--- Start of Text excerpt ---

One thing we may do in the future is provide a way to get the value of
properties defined for a certain selector. With this, you might be able to
get access to the properties of parent selectors from within a mixin. But
that's somewhat off in the distance.

On Fri, Jul 17, 2009 at 8:23 PM, Carl Meyer <[email protected]> wrote:

>
> Hey guys,
>
> Thanks for the thoughtful replies.
>
> Re lexical vs dynamic scoping: for some reason I mistakenly thought
> mixins just acted like a sort of substitution macro (no scoping at
> all). So I was only thinking about scoping in the selector hierarchy,
> and asking about syntax to define a local var without modifying the
> global one (shadowing, as Nathan said). Chris, your code example shows
> exactly what I was asking about.
>
> But Nathan's right: since mixins don't have access to their calling
> scope, I can't do what I was hoping to do, even with a way to create
> local variables that shadow global ones.

--- End of Text excerpt ---
--- Start of Records shown ---

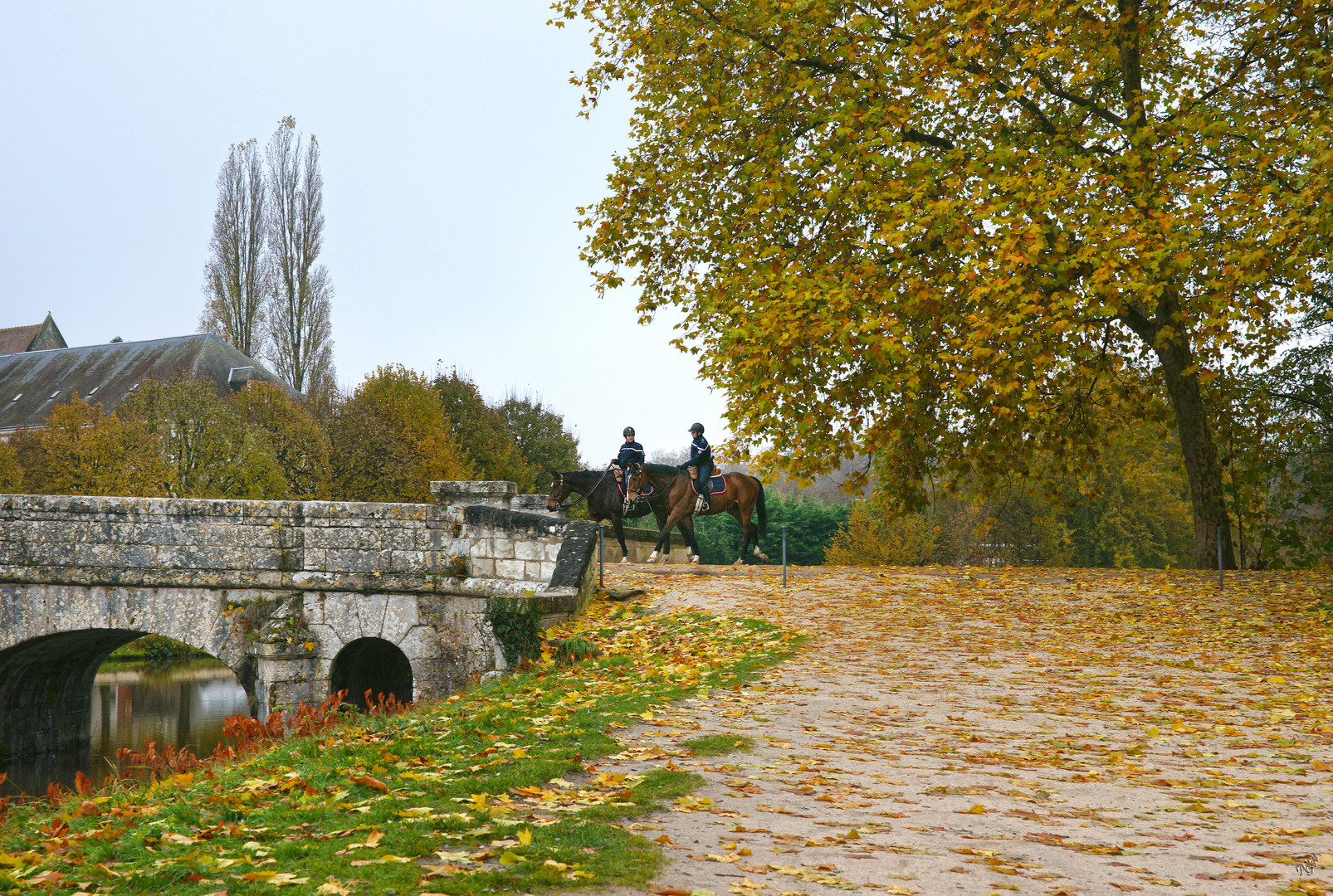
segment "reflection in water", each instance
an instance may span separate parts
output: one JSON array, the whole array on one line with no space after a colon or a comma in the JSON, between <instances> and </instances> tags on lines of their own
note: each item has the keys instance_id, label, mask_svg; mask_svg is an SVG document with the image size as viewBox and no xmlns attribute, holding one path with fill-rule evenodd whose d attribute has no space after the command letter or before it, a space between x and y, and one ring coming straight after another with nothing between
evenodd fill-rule
<instances>
[{"instance_id":1,"label":"reflection in water","mask_svg":"<svg viewBox=\"0 0 1333 896\"><path fill-rule=\"evenodd\" d=\"M176 663L169 667L116 664L103 667L92 685L92 743L41 756L12 760L5 793L45 793L59 781L72 788L75 773L95 783L111 772L121 747L144 748L144 739L188 747L207 756L223 740L227 716L249 715L245 689L217 660Z\"/></svg>"}]
</instances>

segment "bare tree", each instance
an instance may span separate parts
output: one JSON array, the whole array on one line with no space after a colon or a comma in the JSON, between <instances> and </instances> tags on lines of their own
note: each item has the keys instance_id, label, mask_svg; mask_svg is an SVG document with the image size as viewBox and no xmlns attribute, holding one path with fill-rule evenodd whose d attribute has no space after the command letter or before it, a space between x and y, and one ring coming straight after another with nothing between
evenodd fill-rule
<instances>
[{"instance_id":1,"label":"bare tree","mask_svg":"<svg viewBox=\"0 0 1333 896\"><path fill-rule=\"evenodd\" d=\"M255 140L232 144L217 172L213 239L204 265L204 312L199 325L221 336L244 355L263 349L264 297L264 167Z\"/></svg>"},{"instance_id":2,"label":"bare tree","mask_svg":"<svg viewBox=\"0 0 1333 896\"><path fill-rule=\"evenodd\" d=\"M296 120L283 119L265 149L268 163L268 359L297 392L333 380L333 281L316 265L324 236L320 144L304 143Z\"/></svg>"}]
</instances>

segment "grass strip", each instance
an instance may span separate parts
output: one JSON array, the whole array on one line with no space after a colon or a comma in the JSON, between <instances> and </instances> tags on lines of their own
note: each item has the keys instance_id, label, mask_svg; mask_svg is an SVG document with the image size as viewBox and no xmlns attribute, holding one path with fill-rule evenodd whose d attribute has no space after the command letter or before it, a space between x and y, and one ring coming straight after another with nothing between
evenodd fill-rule
<instances>
[{"instance_id":1,"label":"grass strip","mask_svg":"<svg viewBox=\"0 0 1333 896\"><path fill-rule=\"evenodd\" d=\"M517 675L392 717L355 716L231 765L0 824L0 887L53 892L507 893L649 880L656 844L617 825L698 785L669 765L588 771L616 729L786 656L764 621L593 604ZM730 739L736 740L736 739ZM577 779L577 780L568 780Z\"/></svg>"}]
</instances>

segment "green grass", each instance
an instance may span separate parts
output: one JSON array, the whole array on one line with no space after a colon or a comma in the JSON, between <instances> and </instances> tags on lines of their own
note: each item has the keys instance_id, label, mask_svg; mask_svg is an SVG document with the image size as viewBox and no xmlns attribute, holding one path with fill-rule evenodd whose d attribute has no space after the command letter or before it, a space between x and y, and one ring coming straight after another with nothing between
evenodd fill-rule
<instances>
[{"instance_id":1,"label":"green grass","mask_svg":"<svg viewBox=\"0 0 1333 896\"><path fill-rule=\"evenodd\" d=\"M13 808L0 824L0 884L173 896L273 893L301 879L283 891L331 880L404 896L640 885L660 849L616 825L700 779L659 769L636 780L588 764L621 749L617 731L682 696L744 684L792 641L754 620L607 613L595 608L567 633L600 651L572 665L552 659L152 791L105 792L97 815L79 811L84 797Z\"/></svg>"},{"instance_id":2,"label":"green grass","mask_svg":"<svg viewBox=\"0 0 1333 896\"><path fill-rule=\"evenodd\" d=\"M740 735L704 735L682 741L681 747L694 751L696 756L722 756L737 749L753 749L754 741Z\"/></svg>"}]
</instances>

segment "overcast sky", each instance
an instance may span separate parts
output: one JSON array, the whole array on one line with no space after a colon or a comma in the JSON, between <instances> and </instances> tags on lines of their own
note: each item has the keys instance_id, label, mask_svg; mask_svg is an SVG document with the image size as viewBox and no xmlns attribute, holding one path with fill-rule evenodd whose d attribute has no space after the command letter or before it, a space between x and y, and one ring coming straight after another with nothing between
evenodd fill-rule
<instances>
[{"instance_id":1,"label":"overcast sky","mask_svg":"<svg viewBox=\"0 0 1333 896\"><path fill-rule=\"evenodd\" d=\"M615 455L721 399L599 300L576 207L627 144L627 105L577 117L581 28L544 0L0 4L0 327L49 311L71 345L197 332L228 145L296 117L323 151L339 380L379 364L539 393Z\"/></svg>"}]
</instances>

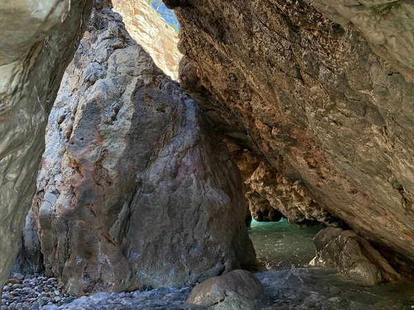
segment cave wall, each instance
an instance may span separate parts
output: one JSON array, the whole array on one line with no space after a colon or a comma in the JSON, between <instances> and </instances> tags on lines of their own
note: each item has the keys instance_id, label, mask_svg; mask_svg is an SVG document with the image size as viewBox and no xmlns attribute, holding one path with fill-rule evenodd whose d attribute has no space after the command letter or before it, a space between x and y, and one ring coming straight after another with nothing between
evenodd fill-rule
<instances>
[{"instance_id":1,"label":"cave wall","mask_svg":"<svg viewBox=\"0 0 414 310\"><path fill-rule=\"evenodd\" d=\"M255 263L226 144L121 21L92 12L33 200L46 273L76 296L190 285Z\"/></svg>"},{"instance_id":2,"label":"cave wall","mask_svg":"<svg viewBox=\"0 0 414 310\"><path fill-rule=\"evenodd\" d=\"M181 26L180 50L221 103L217 127L410 269L414 85L393 66L400 51L387 49L388 62L361 34L370 19L341 26L306 1L164 2Z\"/></svg>"},{"instance_id":3,"label":"cave wall","mask_svg":"<svg viewBox=\"0 0 414 310\"><path fill-rule=\"evenodd\" d=\"M15 1L0 14L0 295L35 191L45 128L90 0Z\"/></svg>"},{"instance_id":4,"label":"cave wall","mask_svg":"<svg viewBox=\"0 0 414 310\"><path fill-rule=\"evenodd\" d=\"M181 55L178 35L148 0L113 0L114 10L122 16L126 30L172 79L178 79Z\"/></svg>"}]
</instances>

--- End of Records shown ---

• Stated task
Answer these questions about the mailing-list message on mixin scoping:
1. What might a future addition provide a way to get?
2. What did Carl Meyer mistakenly think mixins acted like?
3. According to the message, what do mixins lack access to?

• Full output
1. The value of properties defined for a certain selector.
2. A sort of substitution macro, with no scoping at all.
3. Their calling scope.